→ What is being asked: Find every line in the material below that contains the word "hair" and copy each of those lines.

→ Material for this task:

╔══

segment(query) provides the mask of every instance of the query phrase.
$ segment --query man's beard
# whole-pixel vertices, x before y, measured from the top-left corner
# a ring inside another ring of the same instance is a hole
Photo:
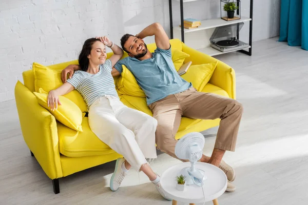
[[[141,57],[144,56],[145,55],[145,54],[146,54],[146,53],[147,53],[147,47],[146,47],[146,45],[145,44],[143,44],[143,46],[144,46],[144,48],[145,48],[144,52],[142,53],[139,53],[136,55],[134,55],[133,56],[134,57],[136,57],[136,58],[141,58]]]

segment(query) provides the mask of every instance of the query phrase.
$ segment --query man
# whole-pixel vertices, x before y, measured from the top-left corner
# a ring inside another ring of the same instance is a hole
[[[155,35],[157,49],[150,52],[143,38]],[[131,72],[147,96],[147,102],[158,121],[156,132],[157,149],[177,158],[175,148],[177,140],[175,136],[182,116],[194,119],[220,118],[219,129],[211,157],[203,155],[202,162],[209,163],[223,170],[228,178],[227,191],[235,190],[230,181],[235,178],[233,169],[222,160],[226,150],[234,151],[243,107],[233,99],[209,93],[197,92],[191,84],[181,77],[171,59],[169,38],[162,26],[154,23],[133,36],[124,35],[121,46],[129,57],[120,60],[114,65],[113,76],[122,72],[125,65]],[[73,69],[69,66],[62,73],[63,79]]]

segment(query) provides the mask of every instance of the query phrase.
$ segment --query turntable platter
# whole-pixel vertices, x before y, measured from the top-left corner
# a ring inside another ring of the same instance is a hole
[[[239,42],[237,40],[224,40],[216,43],[217,46],[221,48],[233,48],[239,45]]]

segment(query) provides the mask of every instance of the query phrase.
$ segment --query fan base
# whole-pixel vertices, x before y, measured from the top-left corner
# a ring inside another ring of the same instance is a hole
[[[186,185],[194,185],[196,184],[199,187],[201,187],[203,182],[207,179],[207,177],[204,174],[205,172],[203,170],[199,169],[197,169],[195,172],[199,172],[198,175],[203,176],[203,179],[200,178],[197,178],[192,175],[191,173],[191,169],[189,167],[185,167],[183,168],[178,173],[178,176],[182,175],[185,176],[185,181],[186,181]],[[195,181],[195,182],[194,181]]]

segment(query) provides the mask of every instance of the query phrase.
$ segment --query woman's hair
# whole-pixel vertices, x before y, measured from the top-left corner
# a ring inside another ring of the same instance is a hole
[[[82,71],[87,71],[89,67],[89,58],[88,55],[91,53],[92,50],[92,45],[97,41],[100,41],[99,39],[95,38],[89,38],[85,42],[80,54],[78,58],[79,65]]]

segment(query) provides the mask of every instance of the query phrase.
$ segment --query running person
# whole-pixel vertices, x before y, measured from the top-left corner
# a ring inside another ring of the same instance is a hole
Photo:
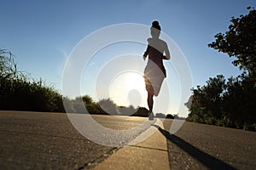
[[[149,120],[154,120],[153,97],[158,96],[164,78],[166,77],[163,60],[170,60],[170,52],[166,42],[159,38],[160,31],[161,28],[159,22],[156,20],[153,21],[150,28],[152,37],[148,38],[148,44],[143,54],[144,60],[148,56],[148,64],[144,70],[144,80],[146,90],[148,91]]]

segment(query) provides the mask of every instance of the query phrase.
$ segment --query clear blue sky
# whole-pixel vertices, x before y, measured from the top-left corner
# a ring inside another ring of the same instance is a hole
[[[150,26],[154,20],[183,51],[194,87],[218,74],[237,76],[241,71],[233,60],[207,45],[215,34],[228,30],[232,16],[246,14],[247,6],[255,6],[254,0],[0,2],[0,48],[16,56],[19,70],[60,91],[66,60],[85,36],[113,24]]]

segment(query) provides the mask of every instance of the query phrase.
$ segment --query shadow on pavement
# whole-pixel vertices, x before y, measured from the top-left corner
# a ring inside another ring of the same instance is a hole
[[[208,169],[236,169],[230,165],[222,162],[221,160],[210,156],[209,154],[195,148],[189,143],[184,141],[183,139],[176,136],[175,134],[171,134],[168,131],[162,129],[160,126],[151,124],[158,128],[158,130],[171,142],[175,144],[177,147],[187,152],[189,155],[195,158],[201,163],[205,165]]]

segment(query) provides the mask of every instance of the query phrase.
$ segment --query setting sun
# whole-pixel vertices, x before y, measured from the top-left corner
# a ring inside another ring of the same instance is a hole
[[[117,75],[109,86],[109,97],[120,105],[142,105],[147,97],[143,75],[134,71]]]

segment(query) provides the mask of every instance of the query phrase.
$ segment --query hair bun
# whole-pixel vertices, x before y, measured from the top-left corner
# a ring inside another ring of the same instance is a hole
[[[161,31],[161,27],[159,26],[159,22],[157,20],[152,22],[152,27]]]

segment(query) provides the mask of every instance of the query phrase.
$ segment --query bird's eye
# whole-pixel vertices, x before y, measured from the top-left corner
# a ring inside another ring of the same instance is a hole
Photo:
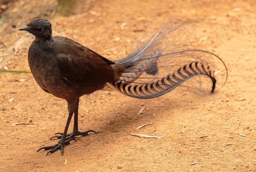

╚══

→ Finished exercise:
$ segment --query woman's hair
$ segment --query hair bun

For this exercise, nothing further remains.